*EXERCISE DATA:*
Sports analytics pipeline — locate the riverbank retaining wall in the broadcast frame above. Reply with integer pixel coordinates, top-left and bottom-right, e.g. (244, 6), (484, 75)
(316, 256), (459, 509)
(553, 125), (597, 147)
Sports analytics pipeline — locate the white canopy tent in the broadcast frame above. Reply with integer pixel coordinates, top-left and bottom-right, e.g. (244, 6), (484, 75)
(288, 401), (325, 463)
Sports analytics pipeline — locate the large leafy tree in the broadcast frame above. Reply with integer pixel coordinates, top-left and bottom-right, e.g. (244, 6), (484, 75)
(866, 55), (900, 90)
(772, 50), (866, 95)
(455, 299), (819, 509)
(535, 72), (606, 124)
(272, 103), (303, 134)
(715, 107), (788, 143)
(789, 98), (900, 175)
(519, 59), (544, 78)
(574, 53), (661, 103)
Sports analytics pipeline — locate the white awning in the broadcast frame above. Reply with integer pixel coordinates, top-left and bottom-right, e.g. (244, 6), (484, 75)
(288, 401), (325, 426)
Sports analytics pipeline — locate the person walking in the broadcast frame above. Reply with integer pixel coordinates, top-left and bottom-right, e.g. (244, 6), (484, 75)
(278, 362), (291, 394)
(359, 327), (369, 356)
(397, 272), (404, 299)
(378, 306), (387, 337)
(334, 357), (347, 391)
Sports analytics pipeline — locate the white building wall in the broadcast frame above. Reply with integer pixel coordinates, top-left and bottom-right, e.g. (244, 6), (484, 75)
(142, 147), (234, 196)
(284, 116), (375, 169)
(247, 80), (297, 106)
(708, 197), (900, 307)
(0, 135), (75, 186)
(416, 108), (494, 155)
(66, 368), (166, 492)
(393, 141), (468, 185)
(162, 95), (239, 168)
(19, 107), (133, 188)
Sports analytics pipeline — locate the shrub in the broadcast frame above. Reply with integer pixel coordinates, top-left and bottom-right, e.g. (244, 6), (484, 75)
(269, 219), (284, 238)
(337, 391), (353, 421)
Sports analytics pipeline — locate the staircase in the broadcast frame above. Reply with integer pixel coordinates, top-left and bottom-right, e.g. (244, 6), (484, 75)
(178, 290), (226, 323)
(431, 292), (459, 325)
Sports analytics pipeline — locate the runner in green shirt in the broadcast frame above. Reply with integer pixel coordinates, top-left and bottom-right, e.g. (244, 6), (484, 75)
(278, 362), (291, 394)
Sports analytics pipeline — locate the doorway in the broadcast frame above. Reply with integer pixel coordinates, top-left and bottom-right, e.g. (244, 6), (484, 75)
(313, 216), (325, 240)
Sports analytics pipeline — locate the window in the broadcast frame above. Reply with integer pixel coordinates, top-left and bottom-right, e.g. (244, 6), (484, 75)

*TASK INSTRUCTIONS:*
Lay out the records from the line with "Sports analytics pipeline — locate the runner" up to and including the last line of the records as a Markdown table with the columns Row and Line. Give each line its own numbered row, and skip any blank lines.

*TASK SOLUTION:*
| Row | Line |
|---|---|
| 1 | Sports analytics pipeline — locate the runner in green shirt in the broadcast frame above. Reply with integer pixel coordinates, top-left and bottom-right, e.g. (244, 6), (484, 75) |
| 2 | (278, 362), (291, 394) |
| 3 | Sports analytics pipeline — locate the doorway in the broadcast frame above. Reply with integer pixel coordinates, top-left and bottom-right, e.g. (244, 6), (484, 75) |
| 4 | (313, 216), (325, 240) |
| 5 | Sports analytics pipeline — locate the window in the broadcast frame above. Reply with integer pixel coordinates, top-left and bottom-right, e.g. (244, 6), (484, 75) |